*** Text extract

Option game. Reid dialed up a number of different ways to attack our edges with the speed option game (like on the game’s first play from scrimmage), namely by pressuring the solo side of trips formations to ensure he could outflank us. It wasn’t a gamebreaking development, but it worked enough times on crucial downs to be worth mentioning. Reid knew he had to keep some semblance of balance to attack our defense, so he did so by stealing a gap with the option game.

Due to this and the above mentioned issues on the interior, the Chiefs did just enough to get some first downs on the ground and keep us honest. Which was likely their entire goal of the running game in this game.

Having boundary issues. While Sherman and Moseley played outstanding this year, both of them struggled in this one. Moseley was at least partly complicit in two of the Chiefs’ big completions over 20 yards and Sherman really struggled in man coverage, allowing more yards in this game than he had in any other game this season.

The speed of the Chiefs receivers really got to him, including on the deep shot to Sammy Watkins where he got beat on an outside-in fake at the LOS and on the long third down on the Chiefs’ very first scoring drive, where Sherman’s slip on the press of Mecole Hardman created a domino effect that pulled Tartt off his robber/spy duties to pick up the rookie, and which — in part — allowed Mahomes the open lane to scramble for a fourth-and-one. The next play they would convert with that old Michigan play that people won’t stop talking about. They’d score a touchdown three plays later.

Kwon. I’m not gonna be too hard on a guy who came back crazy early from a torn pec because he wanted to help his teammates in the playoffs, but he did not play well at all. He had a handful of bad missed tackles, wasn’t particularly sharp or confident in coverage while giving up a handful of receptions, and stood out for all the wrong reasons. This despite playing less than a quarter of the defensive snaps. According to PFF, his 24.6 grade was the worst of any player on the Niners roster.

Masters of Disguise. We did a great job of disguising our coverages for the majority of the game. messing with Mahomes’ pre-snap reads just enough so that our pass rush could flush him into a bad or ill-timed throw. Take this first down in the third quarter, deep in our territory:

Mahomes Sack 1.png

We’re in a single-high look with Moseley squared up on Sammy Watkins at the top of the screen. So it looks like (at least on Moseley’s side) some kind of man coverage.

After sending Tyreek Hill in orbit motion — both as a coverage indicator and as a means to work their four man flood concept — the Chiefs see K’Waun Williams follow him across formation, doubling down on the idea that we’re in man.

******
*** Dataset content

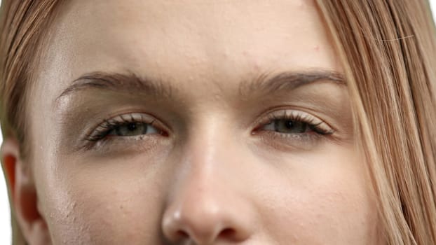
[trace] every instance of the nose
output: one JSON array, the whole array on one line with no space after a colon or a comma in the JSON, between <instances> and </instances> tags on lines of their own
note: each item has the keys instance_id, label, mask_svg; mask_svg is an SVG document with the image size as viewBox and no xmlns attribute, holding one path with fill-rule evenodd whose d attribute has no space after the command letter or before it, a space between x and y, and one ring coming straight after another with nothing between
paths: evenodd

******

> **Written request 1**
According to the game recap, why did Reid lean on the speed option game? Answer in one to three sentences.
> **Written request 2**
Write out the part of the game recap starting at "We’re in a single-high" and ending at "we’re in man.".

> **Written solution 1**
Reid knew he needed to keep some balance in order to attack the defense. He got that balance by using the option game to steal a gap. He also pressured the solo side of trips formations so he could outflank the defense on the edges.

> **Written solution 2**
We’re in a single-high look with Moseley squared up on Sammy Watkins at the top of the screen. So it looks like (at least on Moseley’s side) some kind of man coverage.

After sending Tyreek Hill in orbit motion — both as a coverage indicator and as a means to work their four man flood concept — the Chiefs see K’Waun Williams follow him across formation, doubling down on the idea that we’re in man.